• [TEXT EXTRACT]:
- - -
Most people I have met on the radical left have taken it for granted that the People’s Republic of China (PRC) is a thoroughly capitalist state, economy, and society. Many of the comrades (past and present) with whom I have discussed the class character of China have pointed to its possession of a stock exchange, its deep implantation in the capitalist production and commodity chains, and the supposedly “imperialist” character of the Chinese state. When demonstrating the imperialist character of China, some comrades will point to what they say is the congruence of Lenin’s theory of imperialism and the increasing flow of Chinese capital into certain oppressed nations.
- - -
• [PROBLEM REQUIREMENTS]:
Reproduce the passage on China's class character, starting with "Most people I" and going on through "certain oppressed nations.". The lines have no connection to the passage on China's class character.
- - -
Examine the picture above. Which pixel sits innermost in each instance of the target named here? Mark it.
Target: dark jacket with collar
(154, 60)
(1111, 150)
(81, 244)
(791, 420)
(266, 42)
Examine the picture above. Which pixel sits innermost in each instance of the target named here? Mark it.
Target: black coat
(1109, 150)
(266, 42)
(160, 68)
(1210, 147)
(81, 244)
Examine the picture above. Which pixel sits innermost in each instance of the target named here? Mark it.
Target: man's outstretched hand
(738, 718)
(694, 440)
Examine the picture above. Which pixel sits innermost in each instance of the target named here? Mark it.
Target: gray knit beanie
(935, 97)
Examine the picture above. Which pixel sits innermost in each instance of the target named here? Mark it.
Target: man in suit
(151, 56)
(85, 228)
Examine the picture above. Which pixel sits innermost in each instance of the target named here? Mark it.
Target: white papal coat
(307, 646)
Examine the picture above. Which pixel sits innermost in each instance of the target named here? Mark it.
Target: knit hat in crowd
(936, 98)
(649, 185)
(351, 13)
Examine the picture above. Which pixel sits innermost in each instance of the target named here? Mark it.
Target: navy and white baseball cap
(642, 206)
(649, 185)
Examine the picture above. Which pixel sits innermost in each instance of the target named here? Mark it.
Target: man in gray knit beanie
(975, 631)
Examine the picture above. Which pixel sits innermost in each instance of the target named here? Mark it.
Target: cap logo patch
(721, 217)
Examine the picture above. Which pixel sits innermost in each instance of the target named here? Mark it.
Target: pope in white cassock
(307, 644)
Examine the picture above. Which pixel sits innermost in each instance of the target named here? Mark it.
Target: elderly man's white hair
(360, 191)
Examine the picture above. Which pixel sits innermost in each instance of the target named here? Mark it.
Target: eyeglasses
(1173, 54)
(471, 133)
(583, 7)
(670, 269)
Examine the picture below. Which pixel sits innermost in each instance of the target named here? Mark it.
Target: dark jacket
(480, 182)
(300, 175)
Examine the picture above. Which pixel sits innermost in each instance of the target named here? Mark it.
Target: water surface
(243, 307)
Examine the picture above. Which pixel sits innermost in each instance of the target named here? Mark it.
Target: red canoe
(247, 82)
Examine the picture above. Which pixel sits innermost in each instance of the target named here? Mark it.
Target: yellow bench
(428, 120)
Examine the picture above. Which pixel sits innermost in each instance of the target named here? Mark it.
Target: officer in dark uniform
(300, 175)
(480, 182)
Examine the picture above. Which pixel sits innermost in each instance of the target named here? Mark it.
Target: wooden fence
- - -
• [WORKED SOLUTION]:
Most people I have met on the radical left have taken it for granted that the People’s Republic of China (PRC) is a thoroughly capitalist state, economy, and society. Many of the comrades (past and present) with whom I have discussed the class character of China have pointed to its possession of a stock exchange, its deep implantation in the capitalist production and commodity chains, and the supposedly “imperialist” character of the Chinese state. When demonstrating the imperialist character of China, some comrades will point to what they say is the congruence of Lenin’s theory of imperialism and the increasing flow of Chinese capital into certain oppressed nations.